# PASSAGE SHOWN start
Fort Pepperrell originally was the nucleus of the defense protecting the Northeast coast of the United States and Canada.

In the early 1940s, French Atlantic ports were controlled by the Germans and French African ports were cut off for Royal Navy airships. The French fleet was in danger of coming under enemy control. Great Britain was practically alone as the Allied line of defense since Italy was allied with Germany and had their fleet in the Mediterranean.

The British government got leases for sites for the establishment of military bases for the government of the United States in September 1940. This included facilities in Britain's western possessions, Newfoundland, and the south Atlantic territories.

Great Britain did not want to sell or cede the land. This resulted in the United States leasing sites for 99 years from them in 1941.These sites were leased for construction of air bases in Newfoundland, Bermuda, Bahamas, Jamaica, Antigua, St. Lucia, Trinidad, and British Guinea

In January of 1941, Headquarters Newfoundland Base Command (NBC) was activated aboard the U.S. Army transport, Edmund B. Alexander, the former German liner, Amerika, which had been made into a floating barracks, and arrived off Cape Spear, Newfoundland January 25, 1941 with the first U.S. troops numbering about 1000 men made up of infantry, coast artillery and anti-aircraft artillery.

The ship Alexander was kept out of harbor until January 29 when it maneuvered through the narrows to St. John's, the largest ship to ever have been docked there.It was decided that the ship would be used as a barracks until housing had been built by the U.S. District of Engineers who had already been at work before the Alexander's arrival. That work began in October 1940 near Quidi Vidi Lake. A tent camp known as Alexander built on carpasian Road was completed May 20, 1941 and this would serve as quarters for the troops until permanent quarters could be built.

Wartime shortages prevented the Canadians from building permanent military bases at Botwood, Gander, Bell Island or St.John's and because of this, Canadian military buildings were constructed quickly and cheaply using whatever material was readily available. U.S. construction was planned to last the duration of the 90 year lease.
# PASSAGE SHOWN end
## SHORT TASK A
Filter the records below, keeping every line that contains the string "street".
# EXTRACTED ENTRIES start
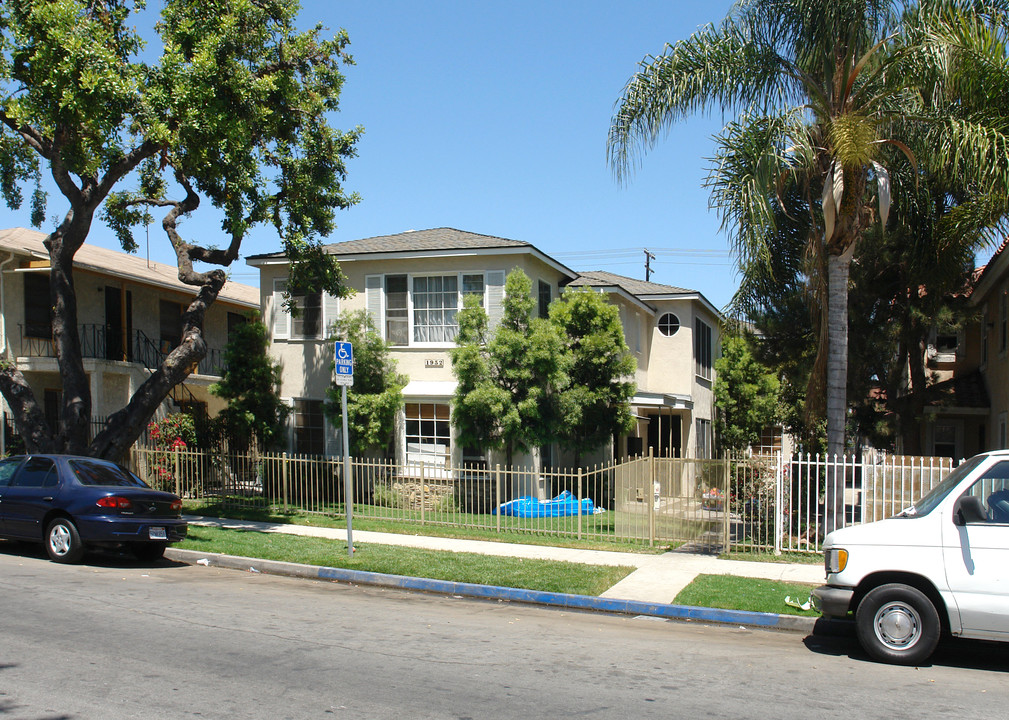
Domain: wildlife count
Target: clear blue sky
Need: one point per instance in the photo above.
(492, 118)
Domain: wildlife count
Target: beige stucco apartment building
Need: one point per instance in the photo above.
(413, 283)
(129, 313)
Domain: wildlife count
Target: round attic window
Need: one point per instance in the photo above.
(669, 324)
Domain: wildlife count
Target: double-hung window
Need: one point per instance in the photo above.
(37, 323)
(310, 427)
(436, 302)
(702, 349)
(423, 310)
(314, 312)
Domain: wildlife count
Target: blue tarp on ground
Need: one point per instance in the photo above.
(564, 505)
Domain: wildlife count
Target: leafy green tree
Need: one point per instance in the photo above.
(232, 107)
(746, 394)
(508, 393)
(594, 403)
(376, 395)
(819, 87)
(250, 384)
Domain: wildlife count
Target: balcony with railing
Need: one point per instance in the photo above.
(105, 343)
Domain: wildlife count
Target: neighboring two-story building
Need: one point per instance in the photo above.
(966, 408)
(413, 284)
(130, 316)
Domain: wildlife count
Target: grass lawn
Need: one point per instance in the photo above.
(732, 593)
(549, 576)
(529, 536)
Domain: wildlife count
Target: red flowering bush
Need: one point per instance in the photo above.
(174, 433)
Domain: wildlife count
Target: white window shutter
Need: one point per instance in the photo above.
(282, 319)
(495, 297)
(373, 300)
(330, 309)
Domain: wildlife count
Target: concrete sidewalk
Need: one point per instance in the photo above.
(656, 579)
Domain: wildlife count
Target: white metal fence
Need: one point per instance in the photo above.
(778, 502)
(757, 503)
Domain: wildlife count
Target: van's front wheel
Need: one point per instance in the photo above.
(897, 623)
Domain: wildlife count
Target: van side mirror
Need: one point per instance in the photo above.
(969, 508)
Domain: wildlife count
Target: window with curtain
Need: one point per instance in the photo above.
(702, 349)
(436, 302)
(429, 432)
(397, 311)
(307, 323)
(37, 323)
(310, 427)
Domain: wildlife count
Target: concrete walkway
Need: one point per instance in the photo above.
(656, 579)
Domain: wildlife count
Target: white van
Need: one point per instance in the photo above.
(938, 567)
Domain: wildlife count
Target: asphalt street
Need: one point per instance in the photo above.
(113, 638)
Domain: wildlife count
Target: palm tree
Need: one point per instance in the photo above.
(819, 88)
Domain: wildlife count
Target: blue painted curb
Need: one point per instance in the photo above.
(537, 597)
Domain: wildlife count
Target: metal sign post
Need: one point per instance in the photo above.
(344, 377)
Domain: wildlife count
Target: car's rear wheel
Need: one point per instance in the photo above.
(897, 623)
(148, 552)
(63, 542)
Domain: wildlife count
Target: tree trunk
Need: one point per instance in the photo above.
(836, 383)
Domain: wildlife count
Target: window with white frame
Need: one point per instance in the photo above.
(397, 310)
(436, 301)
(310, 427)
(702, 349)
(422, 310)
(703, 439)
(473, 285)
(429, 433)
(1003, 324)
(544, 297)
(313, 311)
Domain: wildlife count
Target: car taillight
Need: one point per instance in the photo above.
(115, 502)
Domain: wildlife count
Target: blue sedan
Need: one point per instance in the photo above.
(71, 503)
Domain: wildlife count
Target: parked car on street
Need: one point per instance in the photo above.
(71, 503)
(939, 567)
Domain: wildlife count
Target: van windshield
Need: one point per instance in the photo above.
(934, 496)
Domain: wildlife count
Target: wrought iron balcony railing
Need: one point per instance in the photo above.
# EXTRACTED ENTRIES end
## SHORT TASK B
For each statement, say whether it agrees with the passage on Fort Pepperrell, answering yes or no and quoting the deciding words: (i) The Edmund B. Alexander had formerly been a German liner. (ii) The tent camp known as Alexander was completed in October 1940. (iii) Great Britain was willing to sell the land for the bases to the United States.

## WRITTEN REPLY A
Target: asphalt street
Target: parked car on street

## WRITTEN REPLY B
(i) Yes: "the former German liner, Amerika"
(ii) No: "was completed May 20, 1941"
(iii) No: "Great Britain did not want to sell or cede the land."